EXTRAIT DE PAGE -
######

Thibault Breton de la Baronniere, un ami d’Israël aux accents de noblesse

Il y a dans la vie des évènements improbables. c’était un soir de septembre. La rédaction de Coolisrael m’avait confié une mission : interviewer Thibault Breton de la Baronniere.

Il m’a serré la main et s’est assis face à moi. Un jeune homme élégant pas encore la trentaine me confia alors son histoire, son amour pour Israël, ses idées pour Israël, son attachement viscéral à ce petit bout de terre. Lui qui baigna dans la nébuleuse d’un antisémitisme mondain durant sa jeunesse se trouve aujourd’hui  porter de  ses deux  mains le drapeau d’Israël.

Après deux  heures d’entretien passionnant,  je vous livre son propos.

A quelle occasion avez-vous découvert Israël ?

Je ne suis pas né avec la passion d’Israël.

Un intérêt marqué pour la chose publique et le sentiment que la partialité des médias français ne permettait pas de prendre correctement la mesure de la situation, voilà deux éléments parmi tant d’autres qui m’ont poussé à m’intéresser au Proche-Orient. Mais d’aussi loin que je me souvienne, je ne trouve pas d’élément déclencheur probant si ce n’est un faisceau de souvenirs qui forgent une conscience d’être. Il m’a fallu du temps pour mesurer l’antisémitisme mondain dans lequel baigne une partie de la haute bourgeoisie française. C’est la forme la plus pacifique et la plus passive d’antisémitisme qu’il m’ait été donné de voir, celle qui veut que l’on n’ait rien contre les juifs tant qu’on ne les a pas comme amis ou voisins. C’est probablement à cette occasion que j’ai commencé à m’intéresser à Israël.

######

DONNÉES -
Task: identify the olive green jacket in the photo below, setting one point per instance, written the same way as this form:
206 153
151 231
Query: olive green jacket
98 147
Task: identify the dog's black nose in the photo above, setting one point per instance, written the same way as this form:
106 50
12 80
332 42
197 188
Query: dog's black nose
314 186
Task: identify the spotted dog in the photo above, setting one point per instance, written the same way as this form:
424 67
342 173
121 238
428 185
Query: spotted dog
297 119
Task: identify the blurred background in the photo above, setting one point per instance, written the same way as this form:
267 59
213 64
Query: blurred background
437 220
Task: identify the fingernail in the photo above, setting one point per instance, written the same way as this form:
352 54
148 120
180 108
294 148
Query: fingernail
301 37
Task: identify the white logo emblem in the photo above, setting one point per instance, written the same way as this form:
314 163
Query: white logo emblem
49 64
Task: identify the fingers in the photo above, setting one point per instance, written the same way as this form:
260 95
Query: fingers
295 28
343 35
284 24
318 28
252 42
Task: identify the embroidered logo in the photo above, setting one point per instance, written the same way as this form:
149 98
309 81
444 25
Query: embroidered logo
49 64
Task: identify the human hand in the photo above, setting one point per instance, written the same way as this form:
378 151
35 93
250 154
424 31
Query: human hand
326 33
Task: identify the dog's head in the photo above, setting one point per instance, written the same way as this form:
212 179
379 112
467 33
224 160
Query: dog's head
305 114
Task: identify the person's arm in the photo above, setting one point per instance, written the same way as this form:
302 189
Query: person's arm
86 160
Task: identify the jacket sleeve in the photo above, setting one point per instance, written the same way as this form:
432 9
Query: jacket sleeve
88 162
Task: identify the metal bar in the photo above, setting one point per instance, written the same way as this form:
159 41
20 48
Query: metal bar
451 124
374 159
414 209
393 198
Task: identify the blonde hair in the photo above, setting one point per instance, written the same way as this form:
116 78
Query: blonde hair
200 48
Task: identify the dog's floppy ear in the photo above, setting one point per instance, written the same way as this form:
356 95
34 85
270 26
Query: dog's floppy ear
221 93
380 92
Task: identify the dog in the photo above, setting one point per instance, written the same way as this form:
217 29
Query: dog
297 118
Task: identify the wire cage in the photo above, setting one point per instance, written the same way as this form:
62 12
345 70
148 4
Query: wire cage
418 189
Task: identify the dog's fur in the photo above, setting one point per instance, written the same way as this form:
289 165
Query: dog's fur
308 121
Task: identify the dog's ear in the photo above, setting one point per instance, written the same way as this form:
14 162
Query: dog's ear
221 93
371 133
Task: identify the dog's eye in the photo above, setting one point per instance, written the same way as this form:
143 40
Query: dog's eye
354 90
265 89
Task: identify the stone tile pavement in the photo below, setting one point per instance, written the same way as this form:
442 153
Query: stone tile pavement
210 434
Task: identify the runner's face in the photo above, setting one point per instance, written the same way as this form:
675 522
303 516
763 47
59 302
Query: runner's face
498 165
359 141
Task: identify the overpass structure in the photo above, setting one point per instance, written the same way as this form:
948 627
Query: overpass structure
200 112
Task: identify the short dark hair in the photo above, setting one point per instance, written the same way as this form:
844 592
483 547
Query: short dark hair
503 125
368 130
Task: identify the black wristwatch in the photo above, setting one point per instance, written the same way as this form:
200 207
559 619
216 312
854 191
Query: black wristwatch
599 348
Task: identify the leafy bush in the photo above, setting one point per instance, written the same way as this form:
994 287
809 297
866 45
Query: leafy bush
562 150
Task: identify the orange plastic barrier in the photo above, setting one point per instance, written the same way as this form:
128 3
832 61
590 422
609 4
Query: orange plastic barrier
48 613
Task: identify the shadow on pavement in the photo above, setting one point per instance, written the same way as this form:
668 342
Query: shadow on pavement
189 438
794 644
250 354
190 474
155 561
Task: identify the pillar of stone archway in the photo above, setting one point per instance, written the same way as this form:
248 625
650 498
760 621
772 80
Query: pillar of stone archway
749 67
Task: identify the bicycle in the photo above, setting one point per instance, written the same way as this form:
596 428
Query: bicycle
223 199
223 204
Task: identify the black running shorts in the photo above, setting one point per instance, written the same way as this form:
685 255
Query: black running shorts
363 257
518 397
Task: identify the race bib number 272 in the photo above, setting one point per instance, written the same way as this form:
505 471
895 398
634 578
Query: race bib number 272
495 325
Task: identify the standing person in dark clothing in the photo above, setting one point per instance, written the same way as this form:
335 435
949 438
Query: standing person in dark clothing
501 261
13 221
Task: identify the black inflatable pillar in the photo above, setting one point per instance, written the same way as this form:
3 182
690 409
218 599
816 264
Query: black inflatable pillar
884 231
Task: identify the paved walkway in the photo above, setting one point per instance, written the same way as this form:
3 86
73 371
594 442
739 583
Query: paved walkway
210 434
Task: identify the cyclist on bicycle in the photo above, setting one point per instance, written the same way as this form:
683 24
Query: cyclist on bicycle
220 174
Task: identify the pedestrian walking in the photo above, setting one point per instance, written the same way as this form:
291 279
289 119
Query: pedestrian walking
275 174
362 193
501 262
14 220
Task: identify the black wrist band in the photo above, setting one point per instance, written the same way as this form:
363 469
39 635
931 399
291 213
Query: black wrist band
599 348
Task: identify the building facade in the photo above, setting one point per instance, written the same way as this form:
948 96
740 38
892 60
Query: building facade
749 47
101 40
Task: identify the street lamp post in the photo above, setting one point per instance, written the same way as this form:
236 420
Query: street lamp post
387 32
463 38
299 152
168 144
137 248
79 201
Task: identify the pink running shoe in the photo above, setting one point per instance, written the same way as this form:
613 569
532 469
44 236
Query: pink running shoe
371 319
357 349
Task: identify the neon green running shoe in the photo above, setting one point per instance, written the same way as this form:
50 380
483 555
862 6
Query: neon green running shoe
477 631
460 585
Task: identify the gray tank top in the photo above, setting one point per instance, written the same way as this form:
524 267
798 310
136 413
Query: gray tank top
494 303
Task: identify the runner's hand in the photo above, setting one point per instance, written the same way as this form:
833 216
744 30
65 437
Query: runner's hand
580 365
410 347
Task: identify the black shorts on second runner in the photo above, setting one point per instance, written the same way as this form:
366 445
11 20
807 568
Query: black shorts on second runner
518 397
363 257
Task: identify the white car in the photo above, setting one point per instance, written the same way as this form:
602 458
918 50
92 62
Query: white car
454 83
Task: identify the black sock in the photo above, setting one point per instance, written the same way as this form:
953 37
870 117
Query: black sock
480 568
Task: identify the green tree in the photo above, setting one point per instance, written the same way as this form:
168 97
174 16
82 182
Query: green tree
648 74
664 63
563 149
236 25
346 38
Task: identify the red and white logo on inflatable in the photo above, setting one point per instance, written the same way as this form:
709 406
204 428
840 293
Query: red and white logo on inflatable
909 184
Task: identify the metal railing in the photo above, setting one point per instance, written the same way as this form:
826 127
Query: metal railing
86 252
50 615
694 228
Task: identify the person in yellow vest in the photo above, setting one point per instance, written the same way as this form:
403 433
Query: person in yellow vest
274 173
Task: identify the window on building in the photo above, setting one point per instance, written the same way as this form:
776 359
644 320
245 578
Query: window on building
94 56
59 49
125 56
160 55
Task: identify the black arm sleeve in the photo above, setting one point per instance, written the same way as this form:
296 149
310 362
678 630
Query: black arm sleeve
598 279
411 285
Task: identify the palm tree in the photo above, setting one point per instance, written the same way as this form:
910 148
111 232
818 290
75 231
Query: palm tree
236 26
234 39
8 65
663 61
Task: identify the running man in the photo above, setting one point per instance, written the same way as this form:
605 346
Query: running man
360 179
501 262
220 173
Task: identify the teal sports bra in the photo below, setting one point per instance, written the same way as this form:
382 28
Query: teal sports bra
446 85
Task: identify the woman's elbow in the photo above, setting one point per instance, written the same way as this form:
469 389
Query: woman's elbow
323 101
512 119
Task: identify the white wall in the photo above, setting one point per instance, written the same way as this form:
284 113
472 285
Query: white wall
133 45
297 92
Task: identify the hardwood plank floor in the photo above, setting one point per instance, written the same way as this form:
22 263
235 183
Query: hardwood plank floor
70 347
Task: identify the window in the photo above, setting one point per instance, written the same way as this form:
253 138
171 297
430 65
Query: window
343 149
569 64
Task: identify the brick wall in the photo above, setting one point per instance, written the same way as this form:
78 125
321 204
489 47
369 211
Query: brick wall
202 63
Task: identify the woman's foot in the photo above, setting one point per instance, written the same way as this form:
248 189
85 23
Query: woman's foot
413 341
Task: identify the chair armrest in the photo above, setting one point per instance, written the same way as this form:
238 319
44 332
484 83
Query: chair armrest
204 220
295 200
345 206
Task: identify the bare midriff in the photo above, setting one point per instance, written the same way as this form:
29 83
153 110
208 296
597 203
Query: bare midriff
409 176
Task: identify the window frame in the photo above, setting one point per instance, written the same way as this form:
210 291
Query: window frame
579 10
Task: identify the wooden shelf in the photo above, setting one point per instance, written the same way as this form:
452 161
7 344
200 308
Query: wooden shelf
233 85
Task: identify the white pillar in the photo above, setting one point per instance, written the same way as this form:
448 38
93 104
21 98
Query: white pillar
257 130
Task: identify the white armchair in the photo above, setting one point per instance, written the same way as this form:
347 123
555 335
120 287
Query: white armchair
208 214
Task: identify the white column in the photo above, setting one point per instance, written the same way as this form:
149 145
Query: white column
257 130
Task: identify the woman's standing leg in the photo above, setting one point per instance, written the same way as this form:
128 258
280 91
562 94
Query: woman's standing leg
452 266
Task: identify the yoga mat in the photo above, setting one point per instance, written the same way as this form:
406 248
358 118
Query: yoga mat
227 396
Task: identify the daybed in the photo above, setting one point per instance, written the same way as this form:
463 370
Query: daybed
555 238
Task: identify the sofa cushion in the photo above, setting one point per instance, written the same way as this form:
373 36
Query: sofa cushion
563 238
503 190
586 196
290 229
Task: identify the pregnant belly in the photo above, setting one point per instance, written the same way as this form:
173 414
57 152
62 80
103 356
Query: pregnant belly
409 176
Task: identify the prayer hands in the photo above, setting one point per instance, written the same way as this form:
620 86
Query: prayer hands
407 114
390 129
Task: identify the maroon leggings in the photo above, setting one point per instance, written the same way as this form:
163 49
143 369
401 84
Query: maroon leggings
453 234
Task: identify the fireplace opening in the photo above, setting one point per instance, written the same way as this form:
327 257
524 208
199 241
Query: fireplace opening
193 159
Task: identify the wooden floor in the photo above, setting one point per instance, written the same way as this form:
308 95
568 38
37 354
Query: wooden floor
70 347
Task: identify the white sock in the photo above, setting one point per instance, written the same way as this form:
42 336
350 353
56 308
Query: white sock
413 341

######

CONSIGNE 1 -
Répondez à ces questions d'après l'article :
(a) Quelle mission la rédaction de Coolisrael avait-elle confiée ?
(b) Combien de temps l'entretien a-t-il duré ?
(c) Dans quel milieu Thibault Breton de la Baronniere dit-il avoir mesuré un antisémitisme mondain ?
CONSIGNE 2 - Reproduisez le passage de l'article qui va de « Il y a dans » à « livre son propos. », ces deux bornes incluses.
Les données ci-dessus sont sans rapport avec l'article.

CORRIGÉ 1 -
(a) Interviewer Thibault Breton de la Baronniere.
(b) Deux heures.
(c) Dans une partie de la haute bourgeoisie française.

CORRIGÉ 2 -
Il y a dans la vie des évènements improbables. c’était un soir de septembre. La rédaction de Coolisrael m’avait confié une mission : interviewer Thibault Breton de la Baronniere.

Il m’a serré la main et s’est assis face à moi. Un jeune homme élégant pas encore la trentaine me confia alors son histoire, son amour pour Israël, ses idées pour Israël, son attachement viscéral à ce petit bout de terre. Lui qui baigna dans la nébuleuse d’un antisémitisme mondain durant sa jeunesse se trouve aujourd’hui  porter de  ses deux  mains le drapeau d’Israël.

Après deux  heures d’entretien passionnant,  je vous livre son propos.